CONSIGNE: Dans la critique de Lisianthus, relevez tous les verbes énumérés après « effectivement » dans la citation qui termine le texte.

DOCUMENT SOURCE:
◆ ◆ ◆ ◆ ◆

Lisianthus, Sylvie Marot, Editions de la Crypte, 2015

 

Lisianthus - Sylvie Marot

 

Sous-titré « Fragments », Lisianthus, publié aux Editions de la Crypte est le premier recueil de Sylvie Marot. Un recueil en forme de fragments poétiques disposés sur la page en haut et en bas laissant place à un grand vide au milieu comme celui qui emplit le cœur de la narratrice et que raconte cette histoire de « désunion ».

Un vide que creuse l’absence avec son désir douloureux non de remplir le creux mais bien de s’y engloutir.

Ce qui frappe dès les premiers mots, et avec ce titre recherché, c’est la richesse de vocabulaire, la beauté de la langue, l’amour du mot juste et coloré. Comme dans l’écriture où l’élagage se fait par suppressions successives, de collages en juxtapositions, le corps épouse cette nécessité. « Il allait falloir effectivement amputer, couper, enlever, retrancher, sectionner, supprimer, trancher ».

◆ ◆ ◆ ◆ ◆

DONNÉES:
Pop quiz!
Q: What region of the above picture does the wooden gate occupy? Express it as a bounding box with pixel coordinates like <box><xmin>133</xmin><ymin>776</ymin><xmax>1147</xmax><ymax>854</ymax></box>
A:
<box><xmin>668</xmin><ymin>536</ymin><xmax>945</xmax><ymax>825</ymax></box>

◆ ◆ ◆ ◆ ◆

CORRIGÉ: amputer, couper, enlever, retrancher, sectionner, supprimer, trancher